### STATED GOAL
Count the lines in the entries below that contain the word "tray", and give only that number.

### RECORDS PROVIDED
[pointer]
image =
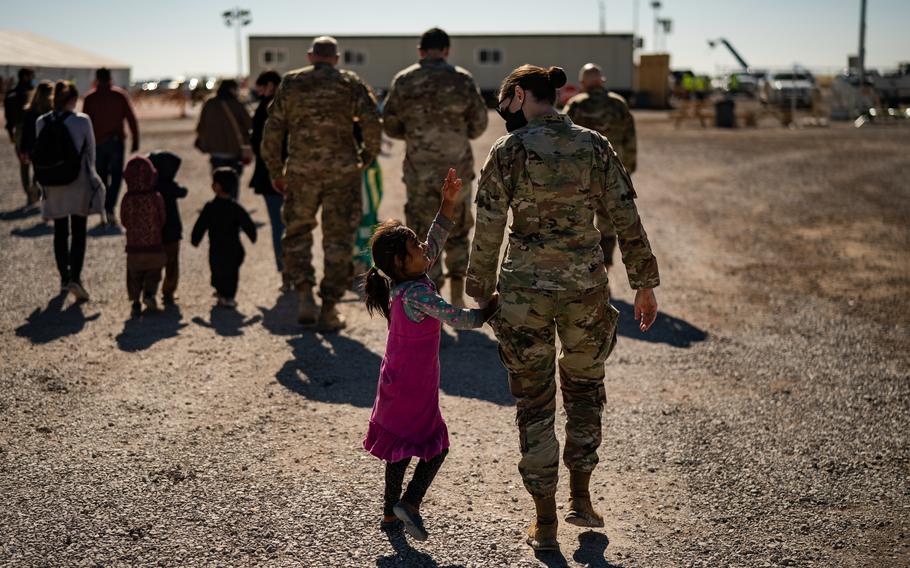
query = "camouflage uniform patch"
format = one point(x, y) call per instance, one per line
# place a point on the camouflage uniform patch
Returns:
point(526, 328)
point(317, 108)
point(607, 113)
point(436, 109)
point(554, 176)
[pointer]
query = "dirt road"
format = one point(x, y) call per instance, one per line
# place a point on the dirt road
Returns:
point(762, 422)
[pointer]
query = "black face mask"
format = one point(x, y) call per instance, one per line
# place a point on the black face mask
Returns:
point(514, 120)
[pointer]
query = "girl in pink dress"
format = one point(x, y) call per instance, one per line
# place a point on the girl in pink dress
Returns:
point(406, 420)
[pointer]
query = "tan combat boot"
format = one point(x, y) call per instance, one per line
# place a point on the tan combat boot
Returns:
point(329, 318)
point(457, 292)
point(542, 534)
point(307, 310)
point(581, 511)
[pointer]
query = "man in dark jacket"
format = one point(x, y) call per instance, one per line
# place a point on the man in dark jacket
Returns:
point(261, 182)
point(14, 110)
point(108, 106)
point(167, 165)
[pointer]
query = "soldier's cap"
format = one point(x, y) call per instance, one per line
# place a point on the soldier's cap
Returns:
point(324, 46)
point(589, 68)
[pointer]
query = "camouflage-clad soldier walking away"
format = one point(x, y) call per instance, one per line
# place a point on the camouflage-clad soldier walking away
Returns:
point(607, 113)
point(554, 176)
point(436, 108)
point(317, 107)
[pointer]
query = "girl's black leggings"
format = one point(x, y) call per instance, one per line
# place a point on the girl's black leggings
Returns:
point(69, 253)
point(417, 488)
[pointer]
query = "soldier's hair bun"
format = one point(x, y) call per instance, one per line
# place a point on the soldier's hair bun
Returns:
point(556, 76)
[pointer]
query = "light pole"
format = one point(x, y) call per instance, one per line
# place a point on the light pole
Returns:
point(237, 18)
point(862, 42)
point(655, 5)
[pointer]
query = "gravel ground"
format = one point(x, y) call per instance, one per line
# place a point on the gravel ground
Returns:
point(762, 422)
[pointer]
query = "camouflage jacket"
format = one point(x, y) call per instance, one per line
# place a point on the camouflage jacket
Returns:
point(607, 113)
point(436, 108)
point(555, 176)
point(316, 107)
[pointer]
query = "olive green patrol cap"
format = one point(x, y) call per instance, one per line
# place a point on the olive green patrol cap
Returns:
point(324, 46)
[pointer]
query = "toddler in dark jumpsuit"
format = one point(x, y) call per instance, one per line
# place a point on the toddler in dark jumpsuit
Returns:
point(223, 219)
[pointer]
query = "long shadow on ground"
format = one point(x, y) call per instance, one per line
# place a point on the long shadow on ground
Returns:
point(331, 368)
point(666, 329)
point(471, 368)
point(54, 322)
point(21, 213)
point(140, 333)
point(227, 322)
point(592, 547)
point(469, 361)
point(39, 229)
point(281, 319)
point(405, 555)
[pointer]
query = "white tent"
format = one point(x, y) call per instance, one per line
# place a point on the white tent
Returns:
point(53, 61)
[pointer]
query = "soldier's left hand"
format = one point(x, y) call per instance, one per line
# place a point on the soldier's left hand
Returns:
point(452, 187)
point(645, 308)
point(279, 186)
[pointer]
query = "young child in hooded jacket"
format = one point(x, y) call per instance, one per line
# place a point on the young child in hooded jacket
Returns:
point(223, 219)
point(168, 164)
point(406, 421)
point(142, 215)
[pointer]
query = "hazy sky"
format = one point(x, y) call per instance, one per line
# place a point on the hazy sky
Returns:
point(168, 37)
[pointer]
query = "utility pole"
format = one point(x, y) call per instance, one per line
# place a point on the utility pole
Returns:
point(237, 18)
point(655, 5)
point(862, 43)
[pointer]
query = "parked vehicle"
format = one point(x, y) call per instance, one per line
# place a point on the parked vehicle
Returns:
point(785, 88)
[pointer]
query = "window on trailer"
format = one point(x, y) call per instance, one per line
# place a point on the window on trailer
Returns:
point(353, 57)
point(271, 56)
point(489, 56)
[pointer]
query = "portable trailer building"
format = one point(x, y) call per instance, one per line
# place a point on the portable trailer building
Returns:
point(376, 59)
point(55, 61)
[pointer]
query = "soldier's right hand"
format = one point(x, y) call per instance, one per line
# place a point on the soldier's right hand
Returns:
point(451, 187)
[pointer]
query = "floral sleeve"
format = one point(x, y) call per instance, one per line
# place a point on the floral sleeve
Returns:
point(420, 300)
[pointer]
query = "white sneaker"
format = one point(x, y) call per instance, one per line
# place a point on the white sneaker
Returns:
point(78, 291)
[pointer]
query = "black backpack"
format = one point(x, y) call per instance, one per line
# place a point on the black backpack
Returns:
point(56, 160)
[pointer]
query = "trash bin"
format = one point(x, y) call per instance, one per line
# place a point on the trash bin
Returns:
point(724, 114)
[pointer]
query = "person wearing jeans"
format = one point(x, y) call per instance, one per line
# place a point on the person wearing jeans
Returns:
point(69, 249)
point(109, 165)
point(223, 130)
point(261, 182)
point(108, 106)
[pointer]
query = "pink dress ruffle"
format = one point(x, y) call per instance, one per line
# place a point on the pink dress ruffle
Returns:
point(406, 419)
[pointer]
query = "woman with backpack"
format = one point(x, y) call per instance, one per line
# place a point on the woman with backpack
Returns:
point(64, 158)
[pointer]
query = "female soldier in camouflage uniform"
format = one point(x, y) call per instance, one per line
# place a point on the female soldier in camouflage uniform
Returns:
point(555, 176)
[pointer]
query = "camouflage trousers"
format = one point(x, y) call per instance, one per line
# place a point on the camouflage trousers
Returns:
point(423, 203)
point(527, 326)
point(340, 200)
point(607, 239)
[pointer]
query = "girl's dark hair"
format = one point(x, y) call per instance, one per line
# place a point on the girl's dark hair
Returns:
point(42, 98)
point(541, 82)
point(388, 244)
point(64, 93)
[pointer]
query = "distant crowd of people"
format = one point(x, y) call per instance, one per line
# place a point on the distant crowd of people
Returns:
point(315, 131)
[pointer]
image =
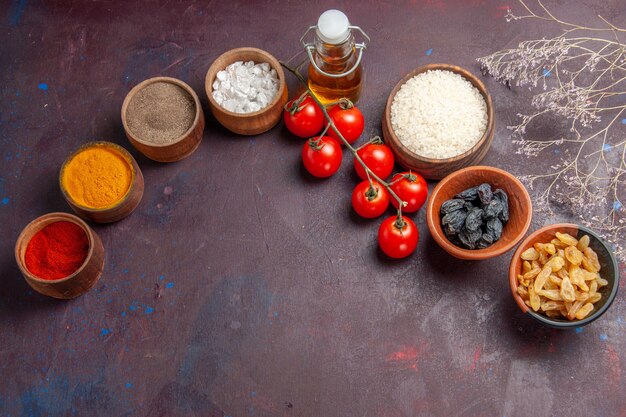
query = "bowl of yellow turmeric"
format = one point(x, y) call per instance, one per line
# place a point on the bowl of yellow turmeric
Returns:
point(101, 182)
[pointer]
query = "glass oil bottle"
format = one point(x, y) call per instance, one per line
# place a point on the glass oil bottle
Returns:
point(335, 68)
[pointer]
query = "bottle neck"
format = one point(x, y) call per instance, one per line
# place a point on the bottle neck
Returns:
point(335, 53)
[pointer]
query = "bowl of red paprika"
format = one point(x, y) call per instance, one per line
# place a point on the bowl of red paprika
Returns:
point(59, 255)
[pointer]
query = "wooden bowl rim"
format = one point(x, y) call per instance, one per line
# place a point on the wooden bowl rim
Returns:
point(133, 92)
point(61, 216)
point(274, 63)
point(529, 240)
point(477, 254)
point(125, 154)
point(475, 81)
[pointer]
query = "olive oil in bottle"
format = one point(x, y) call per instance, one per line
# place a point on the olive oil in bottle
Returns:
point(335, 68)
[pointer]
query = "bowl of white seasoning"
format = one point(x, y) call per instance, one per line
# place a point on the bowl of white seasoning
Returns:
point(246, 89)
point(439, 119)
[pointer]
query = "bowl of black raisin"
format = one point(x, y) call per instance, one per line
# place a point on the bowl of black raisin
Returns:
point(479, 212)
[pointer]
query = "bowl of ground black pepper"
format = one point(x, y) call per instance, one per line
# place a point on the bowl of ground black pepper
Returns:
point(59, 255)
point(163, 119)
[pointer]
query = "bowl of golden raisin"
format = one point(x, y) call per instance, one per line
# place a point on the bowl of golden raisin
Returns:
point(564, 276)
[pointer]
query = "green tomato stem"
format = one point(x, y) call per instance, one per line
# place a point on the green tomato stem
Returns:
point(331, 124)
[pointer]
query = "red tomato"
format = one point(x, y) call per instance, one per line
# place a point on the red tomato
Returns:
point(370, 202)
point(378, 158)
point(349, 121)
point(306, 121)
point(397, 240)
point(410, 187)
point(322, 157)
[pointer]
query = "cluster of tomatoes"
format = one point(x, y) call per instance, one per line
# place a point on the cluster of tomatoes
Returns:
point(322, 155)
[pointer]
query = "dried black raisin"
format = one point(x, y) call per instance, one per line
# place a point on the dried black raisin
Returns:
point(452, 222)
point(468, 195)
point(504, 198)
point(493, 209)
point(484, 193)
point(494, 228)
point(451, 205)
point(485, 241)
point(474, 219)
point(470, 238)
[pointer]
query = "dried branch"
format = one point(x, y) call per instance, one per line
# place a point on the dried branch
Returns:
point(582, 73)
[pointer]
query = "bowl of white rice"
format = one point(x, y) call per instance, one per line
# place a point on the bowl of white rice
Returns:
point(438, 119)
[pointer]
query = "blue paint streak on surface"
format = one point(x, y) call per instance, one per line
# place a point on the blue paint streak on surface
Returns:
point(17, 12)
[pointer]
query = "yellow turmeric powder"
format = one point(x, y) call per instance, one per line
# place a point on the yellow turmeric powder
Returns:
point(97, 177)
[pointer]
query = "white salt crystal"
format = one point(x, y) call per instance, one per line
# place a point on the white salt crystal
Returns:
point(245, 87)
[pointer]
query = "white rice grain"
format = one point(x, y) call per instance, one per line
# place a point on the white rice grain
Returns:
point(438, 114)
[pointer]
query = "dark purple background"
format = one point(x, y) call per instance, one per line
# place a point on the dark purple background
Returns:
point(240, 286)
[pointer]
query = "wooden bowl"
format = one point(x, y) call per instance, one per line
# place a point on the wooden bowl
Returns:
point(438, 168)
point(247, 123)
point(181, 147)
point(609, 271)
point(520, 209)
point(82, 280)
point(122, 208)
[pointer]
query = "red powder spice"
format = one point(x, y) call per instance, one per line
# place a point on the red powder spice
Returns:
point(57, 250)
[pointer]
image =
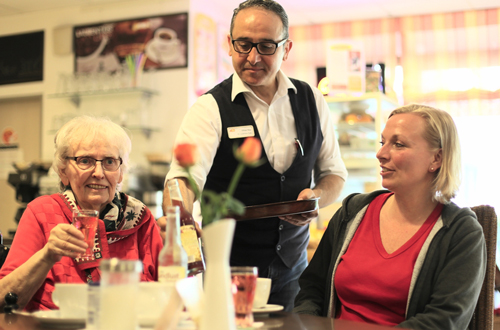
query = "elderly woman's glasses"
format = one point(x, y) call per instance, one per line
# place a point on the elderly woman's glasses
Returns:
point(108, 164)
point(263, 48)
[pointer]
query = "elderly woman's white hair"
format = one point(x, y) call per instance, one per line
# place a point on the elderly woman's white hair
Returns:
point(89, 128)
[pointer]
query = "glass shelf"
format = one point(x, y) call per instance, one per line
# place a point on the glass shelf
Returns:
point(76, 96)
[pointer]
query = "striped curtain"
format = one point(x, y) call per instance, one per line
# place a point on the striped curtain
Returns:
point(310, 45)
point(450, 60)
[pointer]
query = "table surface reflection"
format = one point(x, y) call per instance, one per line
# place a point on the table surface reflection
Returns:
point(279, 320)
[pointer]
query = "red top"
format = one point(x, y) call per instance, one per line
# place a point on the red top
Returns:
point(373, 285)
point(143, 242)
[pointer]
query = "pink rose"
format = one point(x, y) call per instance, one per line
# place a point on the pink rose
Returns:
point(249, 152)
point(186, 154)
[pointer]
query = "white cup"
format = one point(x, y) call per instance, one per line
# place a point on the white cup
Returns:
point(262, 292)
point(165, 40)
point(71, 298)
point(153, 296)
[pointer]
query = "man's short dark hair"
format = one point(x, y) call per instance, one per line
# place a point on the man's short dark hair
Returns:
point(270, 5)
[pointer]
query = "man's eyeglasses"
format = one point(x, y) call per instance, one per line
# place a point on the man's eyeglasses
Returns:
point(108, 164)
point(263, 48)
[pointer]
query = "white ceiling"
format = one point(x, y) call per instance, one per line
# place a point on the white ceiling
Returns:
point(299, 11)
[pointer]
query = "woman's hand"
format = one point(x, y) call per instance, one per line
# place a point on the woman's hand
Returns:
point(64, 240)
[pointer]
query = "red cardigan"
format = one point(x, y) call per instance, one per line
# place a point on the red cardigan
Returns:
point(143, 242)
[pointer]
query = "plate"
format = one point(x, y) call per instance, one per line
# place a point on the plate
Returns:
point(278, 209)
point(53, 318)
point(269, 308)
point(161, 58)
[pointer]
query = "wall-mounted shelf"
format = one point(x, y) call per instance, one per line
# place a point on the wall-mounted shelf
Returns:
point(76, 97)
point(142, 93)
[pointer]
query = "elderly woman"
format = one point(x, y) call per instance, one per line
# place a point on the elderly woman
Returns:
point(405, 256)
point(91, 157)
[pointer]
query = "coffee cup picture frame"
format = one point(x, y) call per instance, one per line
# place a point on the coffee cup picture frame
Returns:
point(104, 47)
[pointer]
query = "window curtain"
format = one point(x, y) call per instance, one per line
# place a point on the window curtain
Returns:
point(310, 45)
point(452, 61)
point(449, 60)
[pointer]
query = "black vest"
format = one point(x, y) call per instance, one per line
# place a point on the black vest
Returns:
point(257, 242)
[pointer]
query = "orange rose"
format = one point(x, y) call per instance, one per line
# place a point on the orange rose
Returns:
point(249, 152)
point(186, 154)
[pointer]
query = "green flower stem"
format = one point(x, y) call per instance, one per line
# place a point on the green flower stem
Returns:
point(193, 185)
point(236, 177)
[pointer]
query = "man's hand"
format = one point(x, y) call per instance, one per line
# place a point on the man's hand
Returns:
point(304, 218)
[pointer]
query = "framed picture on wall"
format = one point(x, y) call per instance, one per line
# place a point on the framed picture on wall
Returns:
point(160, 42)
point(21, 58)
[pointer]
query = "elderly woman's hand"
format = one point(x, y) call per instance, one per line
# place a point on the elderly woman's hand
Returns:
point(64, 240)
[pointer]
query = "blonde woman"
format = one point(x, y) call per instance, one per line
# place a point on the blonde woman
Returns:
point(405, 256)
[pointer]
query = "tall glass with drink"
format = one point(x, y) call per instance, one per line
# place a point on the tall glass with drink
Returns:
point(189, 236)
point(86, 222)
point(119, 292)
point(243, 283)
point(172, 261)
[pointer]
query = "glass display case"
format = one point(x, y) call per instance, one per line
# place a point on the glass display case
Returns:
point(359, 121)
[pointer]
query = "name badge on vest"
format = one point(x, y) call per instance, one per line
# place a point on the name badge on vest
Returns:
point(240, 131)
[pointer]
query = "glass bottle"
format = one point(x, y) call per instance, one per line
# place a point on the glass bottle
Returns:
point(172, 263)
point(189, 235)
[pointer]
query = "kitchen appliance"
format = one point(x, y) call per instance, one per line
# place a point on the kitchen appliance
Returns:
point(26, 181)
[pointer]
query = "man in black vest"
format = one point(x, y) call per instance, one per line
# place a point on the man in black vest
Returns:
point(293, 123)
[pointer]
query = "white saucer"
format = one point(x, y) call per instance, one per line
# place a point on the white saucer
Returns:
point(269, 308)
point(52, 317)
point(161, 58)
point(150, 322)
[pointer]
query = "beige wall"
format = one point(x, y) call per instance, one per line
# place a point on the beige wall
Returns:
point(23, 115)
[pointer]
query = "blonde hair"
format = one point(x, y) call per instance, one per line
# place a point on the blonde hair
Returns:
point(89, 128)
point(441, 133)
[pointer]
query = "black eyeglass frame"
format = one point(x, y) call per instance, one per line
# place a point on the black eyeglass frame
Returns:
point(255, 44)
point(95, 162)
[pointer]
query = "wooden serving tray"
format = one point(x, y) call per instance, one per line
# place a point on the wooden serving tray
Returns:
point(277, 209)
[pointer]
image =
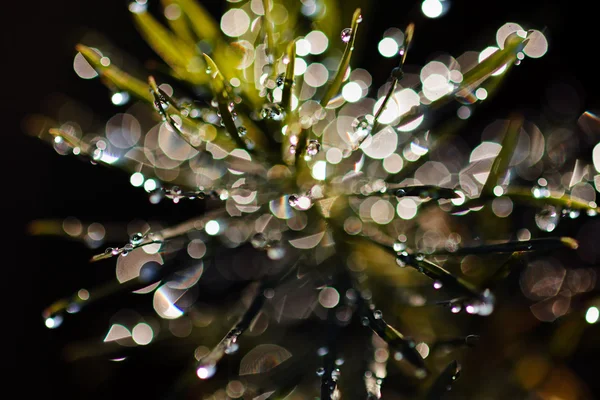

### ANSWER BELOW
2